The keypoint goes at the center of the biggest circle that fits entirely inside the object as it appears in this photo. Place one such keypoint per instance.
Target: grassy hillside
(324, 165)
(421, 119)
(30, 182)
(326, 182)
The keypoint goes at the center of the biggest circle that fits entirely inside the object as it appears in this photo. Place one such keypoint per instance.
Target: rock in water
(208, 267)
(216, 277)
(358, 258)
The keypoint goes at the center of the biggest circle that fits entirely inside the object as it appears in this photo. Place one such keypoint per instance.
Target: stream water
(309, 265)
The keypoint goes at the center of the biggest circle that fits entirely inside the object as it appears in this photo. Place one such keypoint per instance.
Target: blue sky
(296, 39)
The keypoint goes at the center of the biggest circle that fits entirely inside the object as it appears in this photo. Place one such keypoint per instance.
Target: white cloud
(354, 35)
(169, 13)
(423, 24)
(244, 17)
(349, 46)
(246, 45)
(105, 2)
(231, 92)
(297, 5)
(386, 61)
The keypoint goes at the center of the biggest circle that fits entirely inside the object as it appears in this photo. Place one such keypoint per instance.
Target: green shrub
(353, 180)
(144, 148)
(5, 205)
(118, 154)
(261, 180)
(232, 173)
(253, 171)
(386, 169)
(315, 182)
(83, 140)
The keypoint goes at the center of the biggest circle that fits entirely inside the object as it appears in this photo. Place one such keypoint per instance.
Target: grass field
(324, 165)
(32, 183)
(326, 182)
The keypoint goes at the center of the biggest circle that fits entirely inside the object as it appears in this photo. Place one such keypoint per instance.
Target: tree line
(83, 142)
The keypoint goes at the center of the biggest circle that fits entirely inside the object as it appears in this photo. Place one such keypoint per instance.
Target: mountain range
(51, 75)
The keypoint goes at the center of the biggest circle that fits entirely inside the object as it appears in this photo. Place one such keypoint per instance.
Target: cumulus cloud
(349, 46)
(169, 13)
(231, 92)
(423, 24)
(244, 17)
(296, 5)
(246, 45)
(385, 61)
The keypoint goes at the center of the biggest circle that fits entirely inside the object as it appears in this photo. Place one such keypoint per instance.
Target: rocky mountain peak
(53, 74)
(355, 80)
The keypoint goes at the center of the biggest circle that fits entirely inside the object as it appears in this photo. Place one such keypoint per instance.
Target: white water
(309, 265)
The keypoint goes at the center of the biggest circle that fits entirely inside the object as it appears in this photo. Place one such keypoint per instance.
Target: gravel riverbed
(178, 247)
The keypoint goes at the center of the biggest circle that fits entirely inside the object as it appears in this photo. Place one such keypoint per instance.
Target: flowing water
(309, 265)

___

* WHAT TO WORK ON
Give back the data above, repeating every record exactly.

* FINAL ANSWER
The keypoint goes at the center of the biggest circle that fits entirely inside the object as it appears in this photo. Place one such keypoint per instance.
Target: grassy hillside
(324, 165)
(421, 119)
(30, 182)
(326, 182)
The keypoint goes at the center of the biggest circle that fits entirely inside the object as it appears in this photo. Place one such keypoint per instance.
Target: rock in water
(208, 267)
(216, 277)
(358, 258)
The keypoint goes at the center of the biggest circle that fits entirely inside the object as it appears in this photo. Place one such keypoint per instance.
Target: stream water
(309, 265)
The keypoint goes at the center of the biggest circle that fits entirely inside the object as it appears in this photo. Place one such keypoint per instance.
Target: blue sky
(296, 39)
The keypoint goes at the center of the biggest circle that fits entirely inside the object as it appears in this photo. Place one such keypoint per instance.
Target: white cloud
(354, 35)
(169, 13)
(423, 24)
(244, 17)
(349, 46)
(246, 45)
(105, 2)
(231, 92)
(297, 5)
(386, 61)
The keypoint goes at the center of the biggest circle that fits entirely inside the object as it appears in this photo. Place one such keypoint per instance.
Target: green shrub
(353, 180)
(144, 148)
(5, 205)
(118, 154)
(261, 180)
(232, 173)
(253, 171)
(386, 169)
(315, 182)
(83, 140)
The keypoint goes at the center of the biggest circle that fits entirely inside the object as it appears in this photo. Place one such keypoint per instance.
Target: grass field
(324, 165)
(32, 183)
(326, 182)
The keypoint goes at the center of the biggest circle that fits entirely inside the object as it appears in this photo. Place one such keypoint per instance.
Target: tree line
(83, 142)
The keypoint goes at the center of the biggest circle that fits entirely inside the object as it appears in this photo. Place one such keypoint per instance.
Target: mountain range
(51, 75)
The keypoint goes at the center of the biggest circle that fits entirely inside the object as it appears in this photo. Place one such keypoint per instance.
Target: cumulus cloud
(349, 46)
(169, 13)
(231, 92)
(423, 24)
(244, 17)
(296, 5)
(246, 45)
(385, 61)
The keypoint goes at the center of the biggest circle that fits entirely inside the object as it appears in this photo. Place one such keypoint per instance.
Target: rocky mountain peak
(53, 74)
(355, 80)
The keypoint goes at the center of the biggest circle that fits entirely inside the object as it appears in this photo. Place one such keypoint per instance.
Target: white water
(309, 265)
The keypoint goes at the center of the biggest circle that fits entirely inside the object as it appears in this photo. Place one such keypoint per instance.
Target: gravel riverbed
(178, 247)
The keypoint goes at the center of the biggest circle that fits entirely inside the object as it appears in this photo. Place one such keypoint per instance.
Target: flowing water
(309, 265)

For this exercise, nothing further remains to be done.